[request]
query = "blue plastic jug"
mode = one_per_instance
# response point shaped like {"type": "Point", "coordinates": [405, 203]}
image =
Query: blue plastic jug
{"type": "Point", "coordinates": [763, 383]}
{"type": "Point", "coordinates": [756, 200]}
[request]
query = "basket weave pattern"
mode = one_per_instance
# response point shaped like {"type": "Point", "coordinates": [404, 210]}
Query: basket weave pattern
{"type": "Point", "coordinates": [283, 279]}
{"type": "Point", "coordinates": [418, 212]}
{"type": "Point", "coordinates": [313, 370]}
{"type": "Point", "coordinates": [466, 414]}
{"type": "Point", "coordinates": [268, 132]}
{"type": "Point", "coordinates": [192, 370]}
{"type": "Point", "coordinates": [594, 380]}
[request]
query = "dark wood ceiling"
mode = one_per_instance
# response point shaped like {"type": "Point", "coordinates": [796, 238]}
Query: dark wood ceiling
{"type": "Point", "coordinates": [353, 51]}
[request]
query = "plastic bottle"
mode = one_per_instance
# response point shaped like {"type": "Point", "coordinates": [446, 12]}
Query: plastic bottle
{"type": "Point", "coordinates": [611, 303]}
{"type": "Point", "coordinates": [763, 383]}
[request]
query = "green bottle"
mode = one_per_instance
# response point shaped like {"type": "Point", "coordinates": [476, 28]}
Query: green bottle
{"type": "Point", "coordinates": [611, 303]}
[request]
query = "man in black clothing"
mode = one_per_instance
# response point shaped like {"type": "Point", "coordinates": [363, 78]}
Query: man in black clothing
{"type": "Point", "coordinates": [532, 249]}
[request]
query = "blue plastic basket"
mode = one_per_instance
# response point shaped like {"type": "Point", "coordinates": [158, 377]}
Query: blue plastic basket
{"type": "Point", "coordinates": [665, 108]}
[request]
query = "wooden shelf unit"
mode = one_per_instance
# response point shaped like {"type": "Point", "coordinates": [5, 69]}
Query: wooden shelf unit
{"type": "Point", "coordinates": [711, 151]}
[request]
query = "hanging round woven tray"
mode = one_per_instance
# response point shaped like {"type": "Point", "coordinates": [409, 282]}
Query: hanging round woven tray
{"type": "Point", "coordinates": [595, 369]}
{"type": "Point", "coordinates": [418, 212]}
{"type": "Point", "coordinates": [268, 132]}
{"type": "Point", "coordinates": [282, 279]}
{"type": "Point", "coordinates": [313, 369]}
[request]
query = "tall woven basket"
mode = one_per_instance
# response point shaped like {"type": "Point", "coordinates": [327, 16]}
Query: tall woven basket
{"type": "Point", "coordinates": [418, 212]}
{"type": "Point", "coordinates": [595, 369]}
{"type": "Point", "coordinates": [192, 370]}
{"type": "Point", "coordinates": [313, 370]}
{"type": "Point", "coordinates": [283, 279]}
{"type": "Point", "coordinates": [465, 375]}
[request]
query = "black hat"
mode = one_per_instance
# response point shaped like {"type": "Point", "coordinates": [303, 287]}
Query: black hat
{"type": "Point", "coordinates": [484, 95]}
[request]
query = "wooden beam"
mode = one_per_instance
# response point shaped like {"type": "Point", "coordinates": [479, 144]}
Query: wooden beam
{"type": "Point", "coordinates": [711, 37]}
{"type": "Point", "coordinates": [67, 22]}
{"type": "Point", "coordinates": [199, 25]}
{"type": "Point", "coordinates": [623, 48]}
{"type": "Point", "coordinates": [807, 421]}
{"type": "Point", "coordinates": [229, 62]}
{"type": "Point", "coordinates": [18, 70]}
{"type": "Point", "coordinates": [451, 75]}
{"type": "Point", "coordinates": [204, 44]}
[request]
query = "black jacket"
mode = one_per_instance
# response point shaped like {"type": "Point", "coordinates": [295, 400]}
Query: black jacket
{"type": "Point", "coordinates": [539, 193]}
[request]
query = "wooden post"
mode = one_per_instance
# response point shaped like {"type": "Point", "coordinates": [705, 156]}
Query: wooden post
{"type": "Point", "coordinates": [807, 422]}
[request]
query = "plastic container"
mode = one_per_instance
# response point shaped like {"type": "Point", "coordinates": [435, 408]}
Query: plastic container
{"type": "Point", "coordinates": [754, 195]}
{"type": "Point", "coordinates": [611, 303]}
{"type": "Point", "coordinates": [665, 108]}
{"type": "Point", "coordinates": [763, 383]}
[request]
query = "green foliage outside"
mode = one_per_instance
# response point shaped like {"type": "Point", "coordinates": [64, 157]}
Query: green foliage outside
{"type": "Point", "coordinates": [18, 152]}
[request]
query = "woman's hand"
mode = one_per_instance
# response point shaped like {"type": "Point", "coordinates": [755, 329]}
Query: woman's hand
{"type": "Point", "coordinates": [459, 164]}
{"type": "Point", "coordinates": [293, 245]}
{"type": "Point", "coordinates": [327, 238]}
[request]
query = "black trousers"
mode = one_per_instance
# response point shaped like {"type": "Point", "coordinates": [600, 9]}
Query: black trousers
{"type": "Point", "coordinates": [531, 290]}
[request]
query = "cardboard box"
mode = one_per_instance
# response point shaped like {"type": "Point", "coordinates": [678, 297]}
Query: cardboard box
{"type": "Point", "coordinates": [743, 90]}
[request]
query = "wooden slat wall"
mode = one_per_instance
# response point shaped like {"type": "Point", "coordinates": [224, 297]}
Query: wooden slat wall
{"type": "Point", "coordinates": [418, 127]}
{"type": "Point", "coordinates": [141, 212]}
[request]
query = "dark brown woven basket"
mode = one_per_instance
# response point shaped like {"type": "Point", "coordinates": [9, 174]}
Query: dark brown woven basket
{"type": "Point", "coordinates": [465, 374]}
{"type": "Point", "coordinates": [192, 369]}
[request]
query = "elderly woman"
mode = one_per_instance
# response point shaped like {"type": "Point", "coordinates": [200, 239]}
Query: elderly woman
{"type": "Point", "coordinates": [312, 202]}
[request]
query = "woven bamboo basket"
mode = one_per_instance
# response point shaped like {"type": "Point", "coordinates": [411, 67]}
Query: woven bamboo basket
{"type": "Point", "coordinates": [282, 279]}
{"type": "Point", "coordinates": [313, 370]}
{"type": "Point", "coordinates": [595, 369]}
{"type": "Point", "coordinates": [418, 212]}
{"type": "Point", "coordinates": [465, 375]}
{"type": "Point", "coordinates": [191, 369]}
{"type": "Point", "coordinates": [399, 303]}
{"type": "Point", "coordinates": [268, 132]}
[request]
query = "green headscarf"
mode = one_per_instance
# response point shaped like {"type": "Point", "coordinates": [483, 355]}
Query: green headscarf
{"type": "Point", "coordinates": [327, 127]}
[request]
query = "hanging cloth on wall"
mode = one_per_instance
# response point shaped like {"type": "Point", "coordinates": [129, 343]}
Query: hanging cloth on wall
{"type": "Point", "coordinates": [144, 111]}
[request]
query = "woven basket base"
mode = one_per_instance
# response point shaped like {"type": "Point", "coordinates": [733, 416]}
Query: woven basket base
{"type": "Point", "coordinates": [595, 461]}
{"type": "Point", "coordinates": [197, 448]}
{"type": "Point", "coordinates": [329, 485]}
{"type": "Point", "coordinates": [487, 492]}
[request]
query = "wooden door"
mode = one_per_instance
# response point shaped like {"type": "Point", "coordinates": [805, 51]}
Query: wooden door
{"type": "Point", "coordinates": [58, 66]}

Requirements: Restate the records, all of them, precisely as written.

Solution:
[request]
query = "blue plastic jug"
mode = one_per_instance
# response point shaped like {"type": "Point", "coordinates": [405, 203]}
image =
Query: blue plastic jug
{"type": "Point", "coordinates": [763, 383]}
{"type": "Point", "coordinates": [756, 200]}
[request]
query = "basket weave pattern"
mode = one_per_instance
# response point shaped like {"type": "Point", "coordinates": [404, 210]}
Query: basket weave pattern
{"type": "Point", "coordinates": [283, 279]}
{"type": "Point", "coordinates": [418, 212]}
{"type": "Point", "coordinates": [313, 370]}
{"type": "Point", "coordinates": [466, 414]}
{"type": "Point", "coordinates": [268, 132]}
{"type": "Point", "coordinates": [192, 370]}
{"type": "Point", "coordinates": [594, 380]}
[request]
query = "dark wood ceiling"
mode = one_per_instance
# response point shaped like {"type": "Point", "coordinates": [796, 238]}
Query: dark wood ceiling
{"type": "Point", "coordinates": [353, 51]}
[request]
query = "plastic bottle"
mode = one_per_instance
# response point shaped like {"type": "Point", "coordinates": [446, 12]}
Query: plastic bottle
{"type": "Point", "coordinates": [611, 303]}
{"type": "Point", "coordinates": [763, 383]}
[request]
query = "green bottle"
mode = one_per_instance
# response point shaped like {"type": "Point", "coordinates": [476, 28]}
Query: green bottle
{"type": "Point", "coordinates": [611, 303]}
[request]
query = "man in black clothing"
mode = one_per_instance
# response point shaped like {"type": "Point", "coordinates": [363, 78]}
Query: man in black clothing
{"type": "Point", "coordinates": [532, 249]}
[request]
query = "blue plastic basket"
mode = one_per_instance
# response point shaped like {"type": "Point", "coordinates": [158, 377]}
Query: blue plastic basket
{"type": "Point", "coordinates": [665, 108]}
[request]
query = "wooden shelf unit"
mode = one_per_instance
# response point shaped like {"type": "Point", "coordinates": [5, 69]}
Query: wooden shelf unit
{"type": "Point", "coordinates": [711, 151]}
[request]
query = "hanging round woven tray"
mode = one_per_instance
# response point shaped like {"type": "Point", "coordinates": [409, 282]}
Query: hanging round woven tray
{"type": "Point", "coordinates": [595, 369]}
{"type": "Point", "coordinates": [418, 212]}
{"type": "Point", "coordinates": [268, 132]}
{"type": "Point", "coordinates": [282, 279]}
{"type": "Point", "coordinates": [313, 369]}
[request]
query = "tall woven basket"
mode = one_per_instance
# response point shaped like {"type": "Point", "coordinates": [327, 16]}
Query: tall woven basket
{"type": "Point", "coordinates": [418, 212]}
{"type": "Point", "coordinates": [595, 369]}
{"type": "Point", "coordinates": [192, 370]}
{"type": "Point", "coordinates": [313, 370]}
{"type": "Point", "coordinates": [283, 279]}
{"type": "Point", "coordinates": [465, 375]}
[request]
query = "black hat"
mode = one_per_instance
# response point shaped like {"type": "Point", "coordinates": [303, 287]}
Query: black hat
{"type": "Point", "coordinates": [484, 95]}
[request]
query = "wooden beam"
mode = one_per_instance
# response point shaped like {"type": "Point", "coordinates": [479, 144]}
Query: wooden beam
{"type": "Point", "coordinates": [711, 37]}
{"type": "Point", "coordinates": [67, 22]}
{"type": "Point", "coordinates": [199, 25]}
{"type": "Point", "coordinates": [623, 48]}
{"type": "Point", "coordinates": [807, 421]}
{"type": "Point", "coordinates": [229, 62]}
{"type": "Point", "coordinates": [18, 70]}
{"type": "Point", "coordinates": [451, 75]}
{"type": "Point", "coordinates": [204, 44]}
[request]
query = "black jacket"
mode = one_per_instance
# response point shaped like {"type": "Point", "coordinates": [295, 400]}
Query: black jacket
{"type": "Point", "coordinates": [539, 193]}
[request]
query = "wooden post"
mode = one_per_instance
# response point shaped like {"type": "Point", "coordinates": [705, 156]}
Query: wooden post
{"type": "Point", "coordinates": [807, 422]}
[request]
query = "plastic container"
mode = one_per_instance
# response point shaped like {"type": "Point", "coordinates": [435, 408]}
Query: plastic container
{"type": "Point", "coordinates": [754, 195]}
{"type": "Point", "coordinates": [611, 303]}
{"type": "Point", "coordinates": [665, 108]}
{"type": "Point", "coordinates": [763, 383]}
[request]
query = "green foliage outside"
mode = one_per_instance
# response point shaped like {"type": "Point", "coordinates": [64, 157]}
Query: green foliage outside
{"type": "Point", "coordinates": [18, 152]}
[request]
query = "woman's hand"
mode = one_per_instance
# response point shaped like {"type": "Point", "coordinates": [755, 329]}
Query: woman's hand
{"type": "Point", "coordinates": [459, 164]}
{"type": "Point", "coordinates": [293, 245]}
{"type": "Point", "coordinates": [327, 238]}
[request]
query = "black trousers"
mode = one_per_instance
# response point shaped like {"type": "Point", "coordinates": [600, 9]}
Query: black trousers
{"type": "Point", "coordinates": [531, 290]}
[request]
query = "cardboard box"
mode = one_per_instance
# response point shaped like {"type": "Point", "coordinates": [678, 297]}
Query: cardboard box
{"type": "Point", "coordinates": [743, 90]}
[request]
query = "wooden slat wall"
mode = one_per_instance
# response point shaped like {"type": "Point", "coordinates": [224, 297]}
Query: wooden slat wall
{"type": "Point", "coordinates": [418, 127]}
{"type": "Point", "coordinates": [141, 212]}
[request]
query = "dark brown woven basket"
mode = one_per_instance
# response point shaped like {"type": "Point", "coordinates": [9, 174]}
Query: dark brown woven basket
{"type": "Point", "coordinates": [465, 374]}
{"type": "Point", "coordinates": [192, 369]}
[request]
query = "elderly woman"
mode = one_per_instance
# response point shaped like {"type": "Point", "coordinates": [200, 239]}
Query: elderly woman
{"type": "Point", "coordinates": [312, 202]}
[request]
query = "woven bamboo basket"
mode = one_per_instance
# response point shaped like {"type": "Point", "coordinates": [411, 67]}
Query: woven bamboo basket
{"type": "Point", "coordinates": [282, 279]}
{"type": "Point", "coordinates": [313, 370]}
{"type": "Point", "coordinates": [595, 369]}
{"type": "Point", "coordinates": [418, 212]}
{"type": "Point", "coordinates": [465, 375]}
{"type": "Point", "coordinates": [191, 369]}
{"type": "Point", "coordinates": [399, 303]}
{"type": "Point", "coordinates": [268, 132]}
[request]
query = "green headscarf"
mode = one_per_instance
# response point shaped like {"type": "Point", "coordinates": [483, 355]}
Query: green headscarf
{"type": "Point", "coordinates": [327, 127]}
[request]
query = "hanging cloth on wall"
mode = one_per_instance
# response point shaped like {"type": "Point", "coordinates": [129, 343]}
Query: hanging cloth on wall
{"type": "Point", "coordinates": [144, 111]}
[request]
query = "woven basket base"
mode = one_per_instance
# response point shaped like {"type": "Point", "coordinates": [733, 416]}
Query: woven basket base
{"type": "Point", "coordinates": [595, 461]}
{"type": "Point", "coordinates": [197, 448]}
{"type": "Point", "coordinates": [329, 485]}
{"type": "Point", "coordinates": [487, 492]}
[request]
query = "wooden door"
mode = one_per_instance
# response point shaped like {"type": "Point", "coordinates": [805, 51]}
Query: wooden door
{"type": "Point", "coordinates": [58, 66]}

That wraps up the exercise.